• ISTRUZIONI DA SEGUIRE: Seleziona nei record tutte le righe in cui compare la parola "order" e copiale, considerando distinte maiuscole e minuscole.

(Record provenienti da una fonte di dati)
○ ○ ○ ○ ○

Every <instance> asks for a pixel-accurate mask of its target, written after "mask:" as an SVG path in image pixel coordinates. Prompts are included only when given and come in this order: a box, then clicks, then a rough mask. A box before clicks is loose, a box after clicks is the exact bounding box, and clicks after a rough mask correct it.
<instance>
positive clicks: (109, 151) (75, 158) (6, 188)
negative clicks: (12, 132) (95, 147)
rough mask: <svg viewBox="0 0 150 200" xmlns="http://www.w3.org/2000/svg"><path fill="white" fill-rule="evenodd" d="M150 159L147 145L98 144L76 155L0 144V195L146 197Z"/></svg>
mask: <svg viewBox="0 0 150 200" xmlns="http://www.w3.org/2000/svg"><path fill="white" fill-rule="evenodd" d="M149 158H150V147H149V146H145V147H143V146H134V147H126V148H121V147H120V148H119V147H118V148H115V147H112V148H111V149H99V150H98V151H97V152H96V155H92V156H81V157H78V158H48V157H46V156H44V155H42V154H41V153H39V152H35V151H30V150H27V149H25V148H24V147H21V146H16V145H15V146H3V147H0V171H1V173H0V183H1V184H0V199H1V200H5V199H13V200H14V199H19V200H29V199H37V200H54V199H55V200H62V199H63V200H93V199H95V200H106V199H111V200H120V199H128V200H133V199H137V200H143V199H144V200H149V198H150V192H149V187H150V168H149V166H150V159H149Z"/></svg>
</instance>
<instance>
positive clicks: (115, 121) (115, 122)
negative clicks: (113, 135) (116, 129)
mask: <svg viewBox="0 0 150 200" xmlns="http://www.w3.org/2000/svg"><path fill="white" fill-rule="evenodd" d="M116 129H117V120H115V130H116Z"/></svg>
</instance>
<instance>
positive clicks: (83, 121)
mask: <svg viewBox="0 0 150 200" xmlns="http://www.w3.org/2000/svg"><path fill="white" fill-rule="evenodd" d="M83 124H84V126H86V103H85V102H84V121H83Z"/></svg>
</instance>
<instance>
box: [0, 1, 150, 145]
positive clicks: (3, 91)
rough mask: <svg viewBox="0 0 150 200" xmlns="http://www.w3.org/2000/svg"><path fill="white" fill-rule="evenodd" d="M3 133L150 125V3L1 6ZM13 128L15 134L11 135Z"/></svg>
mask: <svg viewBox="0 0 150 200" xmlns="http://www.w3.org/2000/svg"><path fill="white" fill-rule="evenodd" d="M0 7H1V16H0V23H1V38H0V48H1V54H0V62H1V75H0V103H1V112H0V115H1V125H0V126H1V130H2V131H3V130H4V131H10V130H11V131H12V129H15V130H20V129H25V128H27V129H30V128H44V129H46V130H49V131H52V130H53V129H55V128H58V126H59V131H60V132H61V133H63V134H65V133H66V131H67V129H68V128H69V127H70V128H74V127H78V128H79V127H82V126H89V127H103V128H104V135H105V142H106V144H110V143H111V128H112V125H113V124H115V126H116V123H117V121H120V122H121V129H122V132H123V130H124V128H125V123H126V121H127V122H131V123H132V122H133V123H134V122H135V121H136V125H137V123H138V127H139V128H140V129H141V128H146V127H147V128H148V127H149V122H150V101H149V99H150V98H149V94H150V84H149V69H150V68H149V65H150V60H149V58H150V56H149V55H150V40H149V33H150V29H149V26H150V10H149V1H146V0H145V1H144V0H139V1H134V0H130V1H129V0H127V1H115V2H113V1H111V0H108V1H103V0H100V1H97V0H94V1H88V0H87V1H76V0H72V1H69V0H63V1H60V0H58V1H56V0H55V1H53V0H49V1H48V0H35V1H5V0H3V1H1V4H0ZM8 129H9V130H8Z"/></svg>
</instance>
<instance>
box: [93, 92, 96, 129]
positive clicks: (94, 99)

○ ○ ○ ○ ○

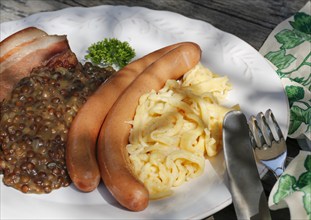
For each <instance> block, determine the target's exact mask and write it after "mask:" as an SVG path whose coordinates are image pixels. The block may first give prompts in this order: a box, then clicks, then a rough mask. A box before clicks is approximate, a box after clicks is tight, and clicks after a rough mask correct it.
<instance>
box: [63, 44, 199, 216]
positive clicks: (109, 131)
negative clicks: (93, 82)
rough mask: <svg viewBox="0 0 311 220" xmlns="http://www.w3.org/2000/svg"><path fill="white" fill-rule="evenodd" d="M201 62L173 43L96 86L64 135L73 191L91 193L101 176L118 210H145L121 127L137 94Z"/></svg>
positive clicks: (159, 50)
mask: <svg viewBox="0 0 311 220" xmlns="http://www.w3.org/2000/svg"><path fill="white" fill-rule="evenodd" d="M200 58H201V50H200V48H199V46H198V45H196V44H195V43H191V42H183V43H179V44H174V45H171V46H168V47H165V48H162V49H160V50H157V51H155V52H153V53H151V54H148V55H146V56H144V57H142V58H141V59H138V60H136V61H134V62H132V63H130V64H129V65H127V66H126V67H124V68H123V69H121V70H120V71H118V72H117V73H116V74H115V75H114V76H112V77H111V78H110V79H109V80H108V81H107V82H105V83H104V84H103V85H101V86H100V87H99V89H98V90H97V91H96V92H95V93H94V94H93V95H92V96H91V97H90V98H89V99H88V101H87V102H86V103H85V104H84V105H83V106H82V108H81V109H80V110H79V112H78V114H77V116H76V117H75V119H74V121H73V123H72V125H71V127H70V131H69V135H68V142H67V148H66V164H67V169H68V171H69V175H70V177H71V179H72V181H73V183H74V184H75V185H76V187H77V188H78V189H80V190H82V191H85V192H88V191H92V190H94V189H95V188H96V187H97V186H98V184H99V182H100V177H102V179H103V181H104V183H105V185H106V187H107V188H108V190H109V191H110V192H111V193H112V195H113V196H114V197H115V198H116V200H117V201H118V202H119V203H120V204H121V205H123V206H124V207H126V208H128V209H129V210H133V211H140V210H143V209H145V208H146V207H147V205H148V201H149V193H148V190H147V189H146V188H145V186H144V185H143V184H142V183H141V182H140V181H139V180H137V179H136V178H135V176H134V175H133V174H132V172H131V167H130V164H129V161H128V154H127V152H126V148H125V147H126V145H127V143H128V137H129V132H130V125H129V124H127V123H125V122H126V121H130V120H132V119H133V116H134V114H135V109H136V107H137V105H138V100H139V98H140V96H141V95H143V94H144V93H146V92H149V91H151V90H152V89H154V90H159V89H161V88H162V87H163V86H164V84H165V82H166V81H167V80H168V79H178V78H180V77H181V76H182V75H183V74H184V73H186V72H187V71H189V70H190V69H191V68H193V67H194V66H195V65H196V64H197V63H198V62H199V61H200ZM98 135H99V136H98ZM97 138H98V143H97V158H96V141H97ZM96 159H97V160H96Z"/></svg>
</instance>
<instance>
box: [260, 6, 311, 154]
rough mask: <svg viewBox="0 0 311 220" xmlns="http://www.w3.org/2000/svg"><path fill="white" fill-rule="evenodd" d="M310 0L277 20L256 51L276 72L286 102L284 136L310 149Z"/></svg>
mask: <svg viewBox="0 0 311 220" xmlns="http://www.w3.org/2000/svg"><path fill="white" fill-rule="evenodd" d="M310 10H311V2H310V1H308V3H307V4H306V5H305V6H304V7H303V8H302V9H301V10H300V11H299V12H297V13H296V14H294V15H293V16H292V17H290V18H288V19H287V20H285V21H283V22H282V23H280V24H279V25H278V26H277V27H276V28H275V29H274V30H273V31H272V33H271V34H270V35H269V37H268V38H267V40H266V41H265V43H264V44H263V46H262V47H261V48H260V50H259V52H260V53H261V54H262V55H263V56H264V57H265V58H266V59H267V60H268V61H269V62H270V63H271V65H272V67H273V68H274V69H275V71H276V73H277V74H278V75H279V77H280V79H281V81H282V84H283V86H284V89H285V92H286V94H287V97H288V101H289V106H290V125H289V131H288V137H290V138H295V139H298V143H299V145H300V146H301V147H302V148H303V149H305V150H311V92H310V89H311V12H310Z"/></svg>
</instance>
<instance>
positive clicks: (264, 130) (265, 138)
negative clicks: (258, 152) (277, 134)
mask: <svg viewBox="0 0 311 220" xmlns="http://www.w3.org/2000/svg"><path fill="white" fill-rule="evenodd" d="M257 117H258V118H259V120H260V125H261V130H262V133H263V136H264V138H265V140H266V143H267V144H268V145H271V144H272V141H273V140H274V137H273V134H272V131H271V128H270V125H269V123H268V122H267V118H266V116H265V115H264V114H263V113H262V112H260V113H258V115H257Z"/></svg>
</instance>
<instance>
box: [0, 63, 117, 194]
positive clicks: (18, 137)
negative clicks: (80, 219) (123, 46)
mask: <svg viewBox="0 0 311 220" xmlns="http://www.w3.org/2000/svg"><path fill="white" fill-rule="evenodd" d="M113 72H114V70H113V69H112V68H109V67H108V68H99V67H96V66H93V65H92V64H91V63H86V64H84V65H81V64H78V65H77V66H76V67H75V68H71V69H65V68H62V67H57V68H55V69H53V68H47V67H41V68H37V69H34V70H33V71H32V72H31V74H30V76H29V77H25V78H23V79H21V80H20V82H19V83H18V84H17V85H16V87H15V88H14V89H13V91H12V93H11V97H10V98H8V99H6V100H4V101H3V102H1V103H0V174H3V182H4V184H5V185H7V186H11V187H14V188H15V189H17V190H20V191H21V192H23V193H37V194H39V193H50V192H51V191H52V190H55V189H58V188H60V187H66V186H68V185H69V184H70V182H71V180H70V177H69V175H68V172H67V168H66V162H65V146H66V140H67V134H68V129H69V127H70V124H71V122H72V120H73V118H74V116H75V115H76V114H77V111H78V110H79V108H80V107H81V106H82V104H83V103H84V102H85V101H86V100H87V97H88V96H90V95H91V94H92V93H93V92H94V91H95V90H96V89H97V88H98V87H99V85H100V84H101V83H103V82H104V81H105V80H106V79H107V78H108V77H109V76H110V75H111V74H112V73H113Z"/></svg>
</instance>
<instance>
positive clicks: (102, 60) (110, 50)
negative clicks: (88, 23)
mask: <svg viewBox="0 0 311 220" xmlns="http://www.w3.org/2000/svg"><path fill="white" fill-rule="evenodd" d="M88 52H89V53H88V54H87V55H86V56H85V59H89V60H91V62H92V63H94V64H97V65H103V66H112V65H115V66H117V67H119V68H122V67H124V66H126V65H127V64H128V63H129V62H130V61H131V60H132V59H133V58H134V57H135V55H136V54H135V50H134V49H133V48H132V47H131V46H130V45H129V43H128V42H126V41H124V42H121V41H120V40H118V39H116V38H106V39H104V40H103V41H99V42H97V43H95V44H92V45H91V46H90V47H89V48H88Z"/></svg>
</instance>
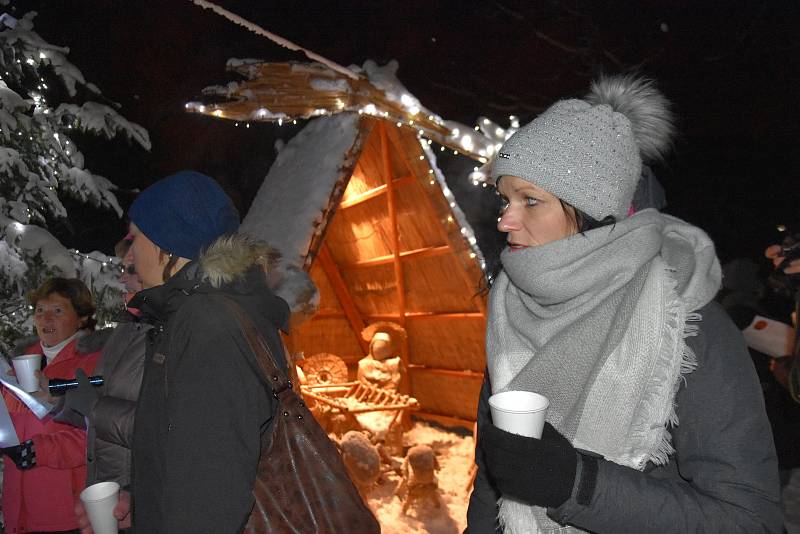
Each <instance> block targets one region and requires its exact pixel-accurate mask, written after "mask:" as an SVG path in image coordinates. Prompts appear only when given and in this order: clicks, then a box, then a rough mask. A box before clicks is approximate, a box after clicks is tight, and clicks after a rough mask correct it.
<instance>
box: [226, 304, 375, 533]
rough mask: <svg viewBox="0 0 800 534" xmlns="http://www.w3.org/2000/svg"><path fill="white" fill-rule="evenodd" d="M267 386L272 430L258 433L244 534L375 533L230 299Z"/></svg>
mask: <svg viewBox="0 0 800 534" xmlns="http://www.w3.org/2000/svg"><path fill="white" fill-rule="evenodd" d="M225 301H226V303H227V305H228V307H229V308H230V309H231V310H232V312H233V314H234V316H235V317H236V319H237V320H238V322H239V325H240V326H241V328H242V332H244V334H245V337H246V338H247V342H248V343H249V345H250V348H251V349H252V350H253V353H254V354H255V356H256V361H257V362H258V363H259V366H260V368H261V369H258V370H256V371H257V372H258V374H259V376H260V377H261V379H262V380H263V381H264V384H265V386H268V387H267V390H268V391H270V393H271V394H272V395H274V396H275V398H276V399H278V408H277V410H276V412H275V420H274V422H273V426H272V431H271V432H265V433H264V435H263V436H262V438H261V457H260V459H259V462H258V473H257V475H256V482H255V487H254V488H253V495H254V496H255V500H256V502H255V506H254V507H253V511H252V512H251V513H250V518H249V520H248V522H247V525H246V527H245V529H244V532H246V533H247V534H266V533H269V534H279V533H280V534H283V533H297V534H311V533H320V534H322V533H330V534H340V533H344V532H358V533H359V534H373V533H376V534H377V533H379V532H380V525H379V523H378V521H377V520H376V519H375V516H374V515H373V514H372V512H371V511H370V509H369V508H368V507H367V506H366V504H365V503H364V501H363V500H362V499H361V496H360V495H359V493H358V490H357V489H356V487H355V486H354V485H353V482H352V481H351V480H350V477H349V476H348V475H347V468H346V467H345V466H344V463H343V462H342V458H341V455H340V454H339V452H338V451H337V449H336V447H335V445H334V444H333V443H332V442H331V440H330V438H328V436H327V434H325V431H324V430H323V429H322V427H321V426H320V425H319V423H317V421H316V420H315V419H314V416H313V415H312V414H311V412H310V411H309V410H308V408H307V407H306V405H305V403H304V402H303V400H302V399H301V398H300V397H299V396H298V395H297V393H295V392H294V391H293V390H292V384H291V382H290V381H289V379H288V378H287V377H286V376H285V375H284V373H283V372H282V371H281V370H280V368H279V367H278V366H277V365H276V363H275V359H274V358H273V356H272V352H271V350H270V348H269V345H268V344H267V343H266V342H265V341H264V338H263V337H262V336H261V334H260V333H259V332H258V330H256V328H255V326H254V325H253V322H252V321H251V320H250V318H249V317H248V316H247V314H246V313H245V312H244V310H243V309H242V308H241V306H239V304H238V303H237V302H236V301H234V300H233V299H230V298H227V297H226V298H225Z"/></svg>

○ ○ ○ ○ ○

• SPAZIO PER RISPOSTA:
Every <instance> asks for a pixel-accurate mask of its target, written after "mask:" as an SVG path in image pixel coordinates. Prompts are included only when given and come in this order: a box, then clicks, then a rough mask. A box before clicks is loose, a box after clicks is the exact bounding box, and clicks after a rough mask correct it.
For each <instance> block, determine the target's exact mask and write it after "mask:" as an SVG path whose coordinates are image pixels. The block may first give prompts in this order: a box, then clicks, then a rough mask. A box before clicks is approximate, a box after clicks is tight, and clicks after a rough mask correct it.
Each <instance> block targets one region and requires its exact pixel-accurate mask, written after "mask:" as an SVG path in image coordinates. Prompts appear only when given and in this order: clicks, then a box, then a rough mask. A box before clicks is approximate, a box after clicks is tight, and clicks after a rough mask correct it.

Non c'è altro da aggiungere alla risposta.